In reality, most of Argentina's deficit is simply the result of arbitrary accounting procedures and not a reflection of wastefulness. By privatizing the social security system in 1994, much in the fashion the Bush administration is now proposing in the United States, the Argentine government could no longer count social security payments as revenues and had to move them outside the budget.
Had Argentina not privatized social security at the urging of the I.M.F., it would actually have shown a budget surplus in recent years. Indeed, according to another study published by the Center for Economic and Policy Research early this year, government spending in Argentina has remained remarkably steady, at about 19 percent of G.D.P. throughout the 1990's.
THE numbers were artificially distorted by the privatization," said Joseph E. Stiglitz, the author of "Globalization and its Discontents" and a winner of the Nobel Prize in economic science. "They did make enormous amounts of expenditure cuts in a real sense, and that is one of the factors contributing to the downturn."
José Ignacio de Mendiguren, a former minister of production and president of the Argentine Industrial Union, agrees. Not only was "the reform of the social security system the principal factor responsible for the fiscal imbalance," he said in an interview here, but "the state ended up having to turn to the private pension funds to finance the deficit caused by the very creation of that system."

### REQUIRED ACTION:
According to the text on Argentina's deficit, in what year did Argentina privatize its social security system? The records have nothing to do with this text.

### GIVEN DATA:
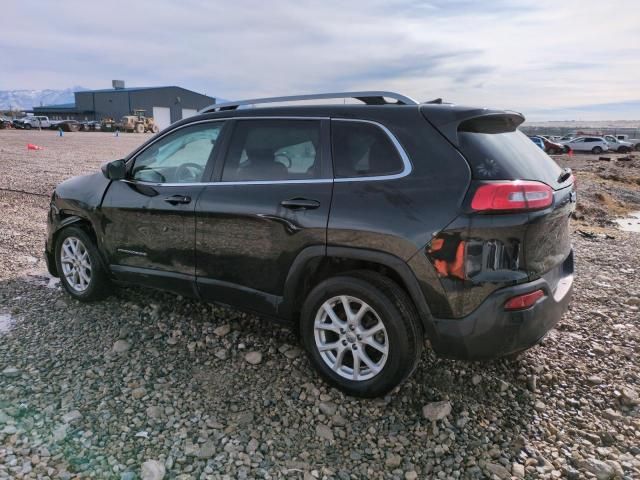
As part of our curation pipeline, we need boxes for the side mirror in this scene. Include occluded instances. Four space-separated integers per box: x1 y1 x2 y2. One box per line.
102 159 127 180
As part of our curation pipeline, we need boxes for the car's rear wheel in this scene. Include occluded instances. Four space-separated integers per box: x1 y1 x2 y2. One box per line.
300 272 423 397
55 226 110 302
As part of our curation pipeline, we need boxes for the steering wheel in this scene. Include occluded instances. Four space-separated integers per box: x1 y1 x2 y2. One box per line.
274 153 291 168
175 162 204 183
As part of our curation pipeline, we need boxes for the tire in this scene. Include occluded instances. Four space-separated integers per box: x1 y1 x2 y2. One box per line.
300 271 424 398
55 226 111 302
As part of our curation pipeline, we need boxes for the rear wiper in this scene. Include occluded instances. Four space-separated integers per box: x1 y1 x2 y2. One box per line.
558 167 571 183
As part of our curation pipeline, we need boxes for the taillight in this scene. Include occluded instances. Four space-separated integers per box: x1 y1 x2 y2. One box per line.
471 180 553 212
504 290 544 310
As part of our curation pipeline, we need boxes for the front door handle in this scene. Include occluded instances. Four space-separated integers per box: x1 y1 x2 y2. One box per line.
164 195 191 205
280 198 320 210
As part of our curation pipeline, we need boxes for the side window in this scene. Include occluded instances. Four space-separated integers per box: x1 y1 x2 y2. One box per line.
222 119 321 182
131 122 223 183
331 120 403 178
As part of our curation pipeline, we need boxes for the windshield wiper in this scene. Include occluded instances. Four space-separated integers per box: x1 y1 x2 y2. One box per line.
558 167 571 183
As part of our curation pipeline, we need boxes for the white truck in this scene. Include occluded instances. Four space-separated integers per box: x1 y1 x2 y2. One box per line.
15 115 52 130
604 135 635 153
615 135 640 151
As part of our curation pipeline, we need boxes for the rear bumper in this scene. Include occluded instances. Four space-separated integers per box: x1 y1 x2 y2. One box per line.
431 252 573 360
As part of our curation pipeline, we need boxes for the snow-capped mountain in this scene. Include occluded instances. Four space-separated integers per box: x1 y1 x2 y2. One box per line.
0 87 86 110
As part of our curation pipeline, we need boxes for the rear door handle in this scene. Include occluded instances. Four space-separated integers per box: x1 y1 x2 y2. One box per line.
164 195 191 205
280 198 320 210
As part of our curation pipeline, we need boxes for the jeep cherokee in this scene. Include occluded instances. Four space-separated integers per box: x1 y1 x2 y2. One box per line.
46 92 576 397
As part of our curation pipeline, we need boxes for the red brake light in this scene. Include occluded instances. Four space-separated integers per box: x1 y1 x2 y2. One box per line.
504 290 544 310
471 180 553 212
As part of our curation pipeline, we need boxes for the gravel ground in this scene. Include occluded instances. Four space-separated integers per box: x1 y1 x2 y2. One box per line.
0 131 640 480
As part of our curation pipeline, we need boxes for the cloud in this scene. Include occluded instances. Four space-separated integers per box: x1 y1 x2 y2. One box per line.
0 0 640 118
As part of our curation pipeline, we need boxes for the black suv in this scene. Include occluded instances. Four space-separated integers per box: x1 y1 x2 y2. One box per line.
46 92 576 397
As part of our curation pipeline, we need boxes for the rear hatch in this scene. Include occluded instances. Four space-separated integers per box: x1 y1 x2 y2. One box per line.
422 106 575 316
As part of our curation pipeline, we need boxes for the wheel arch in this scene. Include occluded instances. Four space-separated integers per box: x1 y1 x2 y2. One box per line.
278 246 435 338
46 214 107 277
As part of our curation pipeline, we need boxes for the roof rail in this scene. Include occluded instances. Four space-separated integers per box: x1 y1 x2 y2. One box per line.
198 91 418 113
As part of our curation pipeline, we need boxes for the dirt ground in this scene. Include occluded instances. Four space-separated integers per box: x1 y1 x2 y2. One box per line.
0 130 640 480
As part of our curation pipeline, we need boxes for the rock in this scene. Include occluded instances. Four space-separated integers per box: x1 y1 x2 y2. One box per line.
246 438 260 454
485 462 511 479
602 408 624 421
62 410 82 423
284 347 302 360
147 405 162 418
2 367 22 378
2 425 18 435
384 454 402 468
533 400 547 412
111 339 131 353
131 387 147 400
318 402 338 417
606 460 624 478
511 462 524 478
422 400 451 422
316 423 333 442
197 441 216 459
214 348 229 360
140 460 166 480
209 323 231 337
620 387 640 405
244 352 262 365
578 458 615 480
51 424 67 443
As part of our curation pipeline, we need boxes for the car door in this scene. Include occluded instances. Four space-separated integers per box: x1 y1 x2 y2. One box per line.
196 118 333 314
102 121 224 295
569 138 588 151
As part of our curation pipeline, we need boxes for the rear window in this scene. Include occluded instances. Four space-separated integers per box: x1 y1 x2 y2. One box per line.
331 120 404 178
458 117 562 188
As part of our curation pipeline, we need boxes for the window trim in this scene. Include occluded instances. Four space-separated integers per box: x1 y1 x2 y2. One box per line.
331 118 413 183
123 115 413 187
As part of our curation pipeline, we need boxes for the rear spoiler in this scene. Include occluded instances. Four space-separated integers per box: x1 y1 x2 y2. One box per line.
420 104 524 147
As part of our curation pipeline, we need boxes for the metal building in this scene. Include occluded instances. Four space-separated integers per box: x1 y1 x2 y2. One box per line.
33 80 216 129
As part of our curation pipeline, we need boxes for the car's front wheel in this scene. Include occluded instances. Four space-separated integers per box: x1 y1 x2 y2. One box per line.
56 226 110 302
300 272 423 397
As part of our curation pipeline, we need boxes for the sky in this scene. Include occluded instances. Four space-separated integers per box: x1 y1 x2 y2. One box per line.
0 0 640 121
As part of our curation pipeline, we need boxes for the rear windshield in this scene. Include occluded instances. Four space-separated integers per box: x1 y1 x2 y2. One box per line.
458 119 562 189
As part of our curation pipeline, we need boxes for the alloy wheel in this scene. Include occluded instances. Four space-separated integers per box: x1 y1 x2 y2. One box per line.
314 295 389 382
60 237 91 293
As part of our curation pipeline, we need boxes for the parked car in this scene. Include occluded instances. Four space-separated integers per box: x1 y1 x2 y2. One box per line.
604 135 634 153
536 135 570 155
51 120 81 132
45 92 576 397
81 120 101 132
563 137 609 155
615 135 640 151
13 115 51 130
529 137 544 151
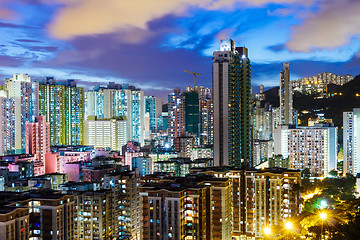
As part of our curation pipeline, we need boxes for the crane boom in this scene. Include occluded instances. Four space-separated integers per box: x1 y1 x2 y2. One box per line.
184 70 201 88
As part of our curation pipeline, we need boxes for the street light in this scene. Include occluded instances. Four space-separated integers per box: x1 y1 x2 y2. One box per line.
320 212 327 221
285 221 293 231
263 226 271 239
285 221 293 239
319 212 327 239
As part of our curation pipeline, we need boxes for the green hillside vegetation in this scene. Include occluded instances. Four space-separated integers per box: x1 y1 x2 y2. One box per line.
265 75 360 128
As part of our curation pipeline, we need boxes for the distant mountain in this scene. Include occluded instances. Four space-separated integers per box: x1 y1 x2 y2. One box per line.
265 75 360 128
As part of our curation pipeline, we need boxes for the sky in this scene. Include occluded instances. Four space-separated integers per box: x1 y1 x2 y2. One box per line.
0 0 360 98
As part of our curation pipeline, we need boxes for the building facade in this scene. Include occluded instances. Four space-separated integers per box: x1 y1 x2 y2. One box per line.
168 88 185 143
343 108 360 176
86 82 145 145
279 62 293 125
213 40 252 167
274 124 338 177
84 116 130 151
26 116 50 176
5 74 39 153
37 78 85 146
191 167 301 240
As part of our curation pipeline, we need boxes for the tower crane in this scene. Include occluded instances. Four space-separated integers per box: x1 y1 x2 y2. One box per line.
184 70 201 88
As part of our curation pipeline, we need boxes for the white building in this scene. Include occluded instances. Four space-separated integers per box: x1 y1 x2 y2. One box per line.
5 74 39 153
0 90 15 155
274 124 338 177
84 117 130 151
279 62 293 124
85 83 145 145
343 108 360 176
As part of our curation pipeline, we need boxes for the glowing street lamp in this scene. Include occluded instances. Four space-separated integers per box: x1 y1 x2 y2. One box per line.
285 221 293 231
319 212 327 239
285 221 293 239
263 226 271 239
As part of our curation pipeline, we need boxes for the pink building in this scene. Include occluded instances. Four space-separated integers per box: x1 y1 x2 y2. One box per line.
82 167 115 182
25 116 50 176
64 162 83 182
45 152 60 174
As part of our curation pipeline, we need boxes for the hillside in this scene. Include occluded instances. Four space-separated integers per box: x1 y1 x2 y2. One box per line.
265 75 360 128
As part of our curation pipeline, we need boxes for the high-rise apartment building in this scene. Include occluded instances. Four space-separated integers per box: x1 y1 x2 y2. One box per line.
5 74 39 153
174 136 195 158
26 116 50 176
0 90 15 155
292 72 354 96
74 190 114 240
213 40 252 167
184 87 200 137
274 124 338 177
0 205 30 240
279 62 293 125
37 78 84 146
84 116 130 151
13 192 75 240
145 96 162 131
104 171 142 240
198 87 214 146
140 176 232 240
86 82 145 145
343 108 360 176
191 167 301 240
168 88 185 142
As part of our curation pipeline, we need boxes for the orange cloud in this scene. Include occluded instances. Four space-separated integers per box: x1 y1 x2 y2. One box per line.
44 0 304 39
286 0 360 52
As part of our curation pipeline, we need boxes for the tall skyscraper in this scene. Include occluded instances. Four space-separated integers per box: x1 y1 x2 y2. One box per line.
274 124 338 177
37 78 84 146
184 87 200 137
86 82 145 145
279 62 293 125
343 108 360 176
84 116 130 151
145 96 162 131
168 88 185 142
26 116 50 176
213 39 252 167
0 90 15 155
5 74 39 153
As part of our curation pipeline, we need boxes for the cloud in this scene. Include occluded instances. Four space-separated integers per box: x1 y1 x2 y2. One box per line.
286 0 360 52
44 0 302 39
0 55 25 67
29 46 59 52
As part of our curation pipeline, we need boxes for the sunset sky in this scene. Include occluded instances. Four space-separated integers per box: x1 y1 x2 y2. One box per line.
0 0 360 96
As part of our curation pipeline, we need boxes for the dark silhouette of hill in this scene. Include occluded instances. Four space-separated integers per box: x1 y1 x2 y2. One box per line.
265 75 360 128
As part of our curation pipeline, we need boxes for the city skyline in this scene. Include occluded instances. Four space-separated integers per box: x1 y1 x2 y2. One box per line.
0 0 360 99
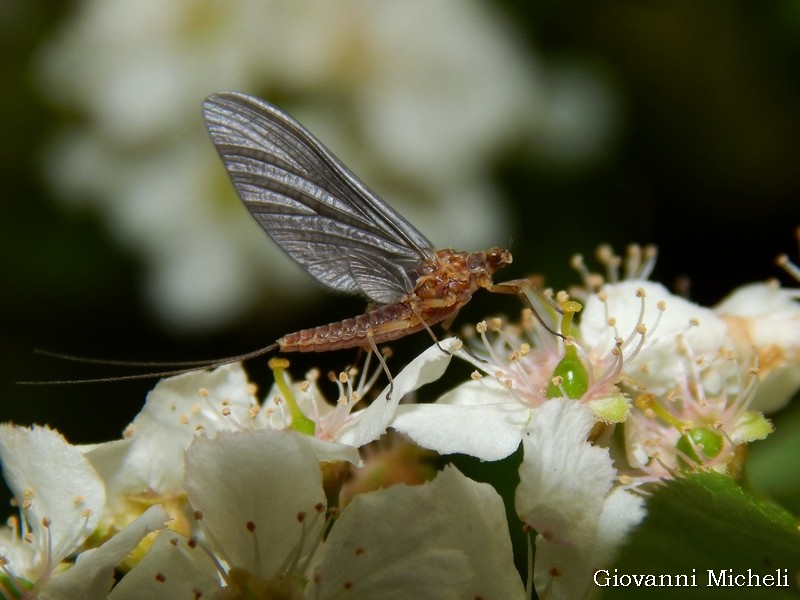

### SOLVED PROBLEM:
1994